___ Отрывок

Итак, я прочел это в тезисах доклада Аверинцева, и мне это ужасно понравилось: я с юности обожал такие телесно-смысловые параллели. Но буквально в тот же день, разбирая на кафедре какие-то книги, я нашел старый Lexicon Sophocleum (то есть словарь Софокла, автор Фридрих Эллендт, 1872) – и в нем наткнулся на слово asplanchnos, то есть “малодушный”, а вовсе не “злоутробный (или лишенный утробы)”. Это очень редкое слово, встречается, едва ли не однажды, в трагедии Софокла “Аякс”, стих 467:

Пусть твердо знает старый мой отец,

Что не трусливого родил он сына.

Древние комментаторы объясняют это слово как “бессердечный” и одновременно “жалкий” (akardios kai deilos). Причем слово “бессердечный” (akardios) означает не столько “злой”, сколько “безвольный”. Нелишне вспомнить, что противоположное по значению слово, eukardios (дословно “благосердечный”) означает не “добрый”, а “мужественный, стойкий”.

______
___ Предоставленные материалы

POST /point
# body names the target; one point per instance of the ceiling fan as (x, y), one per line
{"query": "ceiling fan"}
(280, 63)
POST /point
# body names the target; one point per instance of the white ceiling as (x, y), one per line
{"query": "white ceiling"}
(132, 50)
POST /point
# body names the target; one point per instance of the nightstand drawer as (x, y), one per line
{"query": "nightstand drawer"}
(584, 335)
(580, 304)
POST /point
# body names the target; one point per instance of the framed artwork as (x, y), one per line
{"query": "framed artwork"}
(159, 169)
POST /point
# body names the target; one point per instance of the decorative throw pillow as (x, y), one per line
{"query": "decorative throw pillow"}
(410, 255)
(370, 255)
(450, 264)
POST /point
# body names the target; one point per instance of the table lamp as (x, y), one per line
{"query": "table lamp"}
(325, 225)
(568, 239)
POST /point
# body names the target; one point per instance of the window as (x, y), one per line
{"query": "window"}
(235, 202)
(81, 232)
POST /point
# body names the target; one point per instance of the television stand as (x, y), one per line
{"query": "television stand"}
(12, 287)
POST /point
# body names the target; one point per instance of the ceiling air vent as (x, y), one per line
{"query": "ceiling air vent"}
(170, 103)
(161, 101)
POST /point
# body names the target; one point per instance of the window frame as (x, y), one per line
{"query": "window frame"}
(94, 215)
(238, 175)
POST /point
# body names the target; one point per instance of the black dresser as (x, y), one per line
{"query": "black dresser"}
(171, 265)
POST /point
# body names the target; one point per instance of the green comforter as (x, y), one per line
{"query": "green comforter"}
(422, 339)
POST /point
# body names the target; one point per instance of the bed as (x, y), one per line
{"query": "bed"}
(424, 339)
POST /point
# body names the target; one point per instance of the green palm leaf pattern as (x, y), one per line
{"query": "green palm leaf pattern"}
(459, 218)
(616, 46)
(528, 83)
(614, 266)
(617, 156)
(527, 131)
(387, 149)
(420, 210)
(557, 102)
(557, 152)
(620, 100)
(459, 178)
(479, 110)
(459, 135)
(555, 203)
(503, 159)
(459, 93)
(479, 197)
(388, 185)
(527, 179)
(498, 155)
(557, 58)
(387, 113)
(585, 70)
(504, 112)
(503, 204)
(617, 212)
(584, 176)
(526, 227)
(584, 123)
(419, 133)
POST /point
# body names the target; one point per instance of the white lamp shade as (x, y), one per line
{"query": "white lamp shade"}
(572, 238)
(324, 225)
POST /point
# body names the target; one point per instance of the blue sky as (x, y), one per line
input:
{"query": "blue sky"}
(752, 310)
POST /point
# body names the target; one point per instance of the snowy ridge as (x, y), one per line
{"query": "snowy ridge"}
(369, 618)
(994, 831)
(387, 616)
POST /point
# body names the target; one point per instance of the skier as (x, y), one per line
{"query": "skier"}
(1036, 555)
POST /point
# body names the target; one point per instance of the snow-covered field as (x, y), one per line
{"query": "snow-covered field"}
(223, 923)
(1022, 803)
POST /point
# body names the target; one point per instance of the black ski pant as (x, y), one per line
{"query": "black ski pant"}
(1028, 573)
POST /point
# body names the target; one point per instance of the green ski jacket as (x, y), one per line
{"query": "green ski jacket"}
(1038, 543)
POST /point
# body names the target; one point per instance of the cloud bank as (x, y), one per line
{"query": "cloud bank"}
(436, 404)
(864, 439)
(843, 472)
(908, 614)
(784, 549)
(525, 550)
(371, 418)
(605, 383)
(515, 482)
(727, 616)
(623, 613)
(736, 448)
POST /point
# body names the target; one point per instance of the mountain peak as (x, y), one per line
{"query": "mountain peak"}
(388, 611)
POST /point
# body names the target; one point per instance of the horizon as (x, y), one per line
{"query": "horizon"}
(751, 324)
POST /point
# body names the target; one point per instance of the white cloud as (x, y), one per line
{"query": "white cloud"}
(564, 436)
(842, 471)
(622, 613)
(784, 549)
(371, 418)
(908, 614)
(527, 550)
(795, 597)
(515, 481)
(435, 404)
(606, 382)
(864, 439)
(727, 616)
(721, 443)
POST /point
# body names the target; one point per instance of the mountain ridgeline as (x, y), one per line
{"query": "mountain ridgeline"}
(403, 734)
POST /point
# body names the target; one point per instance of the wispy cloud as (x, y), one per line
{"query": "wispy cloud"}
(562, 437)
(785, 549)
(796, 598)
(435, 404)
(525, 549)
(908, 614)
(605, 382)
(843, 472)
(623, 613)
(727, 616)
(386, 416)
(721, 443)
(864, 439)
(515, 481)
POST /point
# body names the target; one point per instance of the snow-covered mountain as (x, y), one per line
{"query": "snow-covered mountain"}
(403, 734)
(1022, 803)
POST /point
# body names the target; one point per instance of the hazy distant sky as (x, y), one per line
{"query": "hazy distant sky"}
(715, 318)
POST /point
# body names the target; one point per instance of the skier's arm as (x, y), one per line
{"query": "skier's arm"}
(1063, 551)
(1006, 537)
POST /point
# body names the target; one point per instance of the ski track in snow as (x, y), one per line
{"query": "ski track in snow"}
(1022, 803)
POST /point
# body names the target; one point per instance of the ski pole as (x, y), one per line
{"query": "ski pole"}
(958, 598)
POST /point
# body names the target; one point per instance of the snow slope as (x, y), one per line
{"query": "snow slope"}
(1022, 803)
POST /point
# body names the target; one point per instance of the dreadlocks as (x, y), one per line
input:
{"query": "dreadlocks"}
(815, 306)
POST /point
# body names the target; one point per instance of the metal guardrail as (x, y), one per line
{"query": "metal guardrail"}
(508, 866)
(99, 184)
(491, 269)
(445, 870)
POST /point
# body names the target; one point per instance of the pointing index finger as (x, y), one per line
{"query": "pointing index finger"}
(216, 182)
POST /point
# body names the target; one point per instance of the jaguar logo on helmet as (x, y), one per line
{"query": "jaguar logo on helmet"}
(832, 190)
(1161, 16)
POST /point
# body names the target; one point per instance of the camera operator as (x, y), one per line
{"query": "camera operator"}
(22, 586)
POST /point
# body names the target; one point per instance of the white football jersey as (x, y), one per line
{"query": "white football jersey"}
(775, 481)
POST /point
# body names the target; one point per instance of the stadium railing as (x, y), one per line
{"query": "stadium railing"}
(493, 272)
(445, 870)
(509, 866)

______

Постановка задачи - Перечислите всех реальных людей, которых отрывок выше называет по имени или фамилии.

Результат выполнения - Аверинцев, Фридрих Эллендт, Софокл